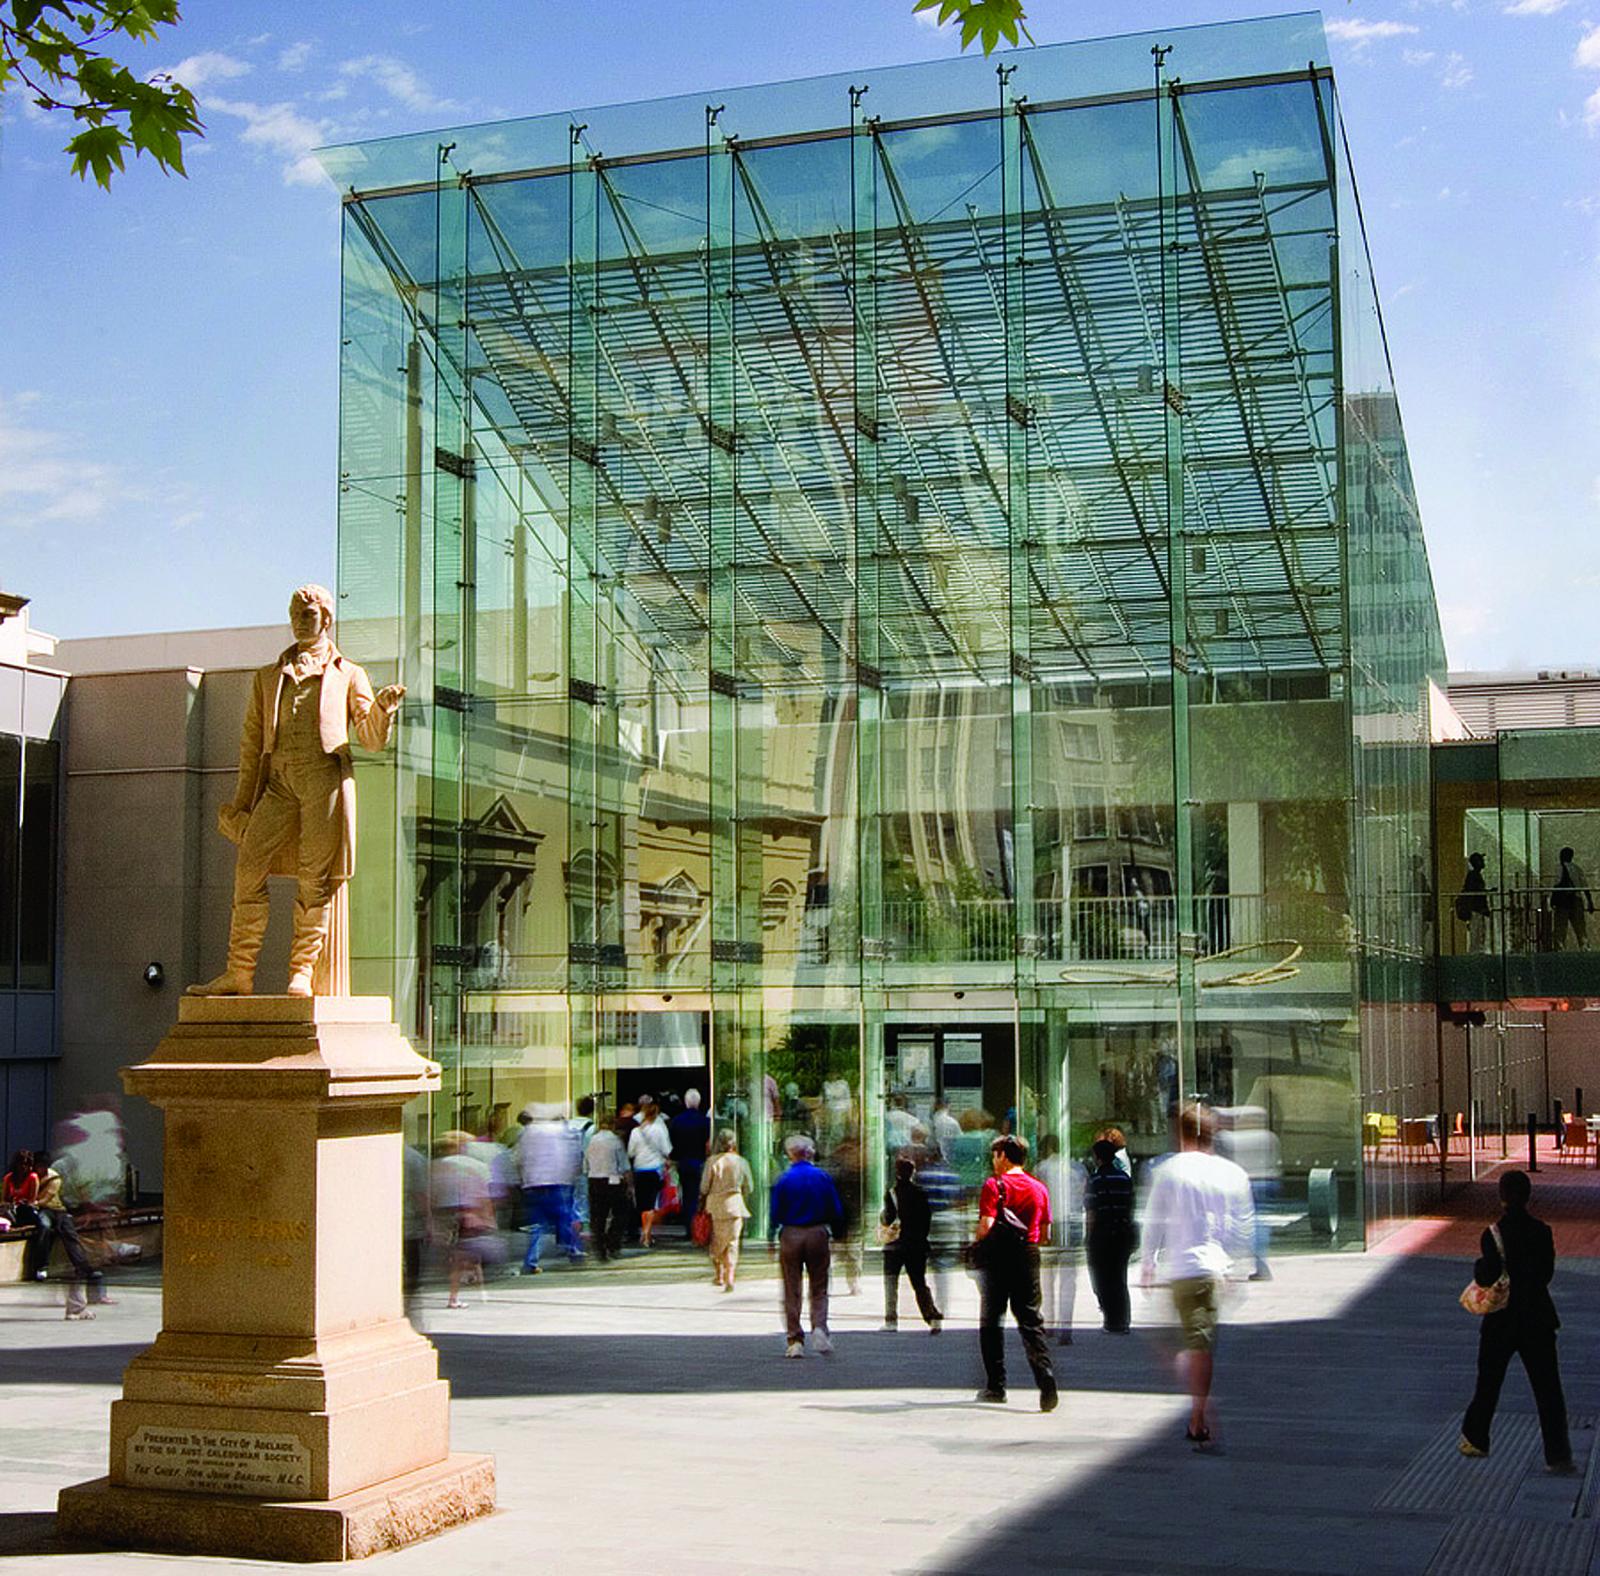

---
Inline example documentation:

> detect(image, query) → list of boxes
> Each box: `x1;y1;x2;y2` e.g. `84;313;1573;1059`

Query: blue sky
○ ○ ○
How to complete this task: Drop the pictures; repeat the listing above exactly.

Task answer:
---
Inline example documentation:

> detect(image, query) → list of boxes
> Each box: `x1;y1;x2;y2` e.g. `84;313;1573;1059`

Query: blue sky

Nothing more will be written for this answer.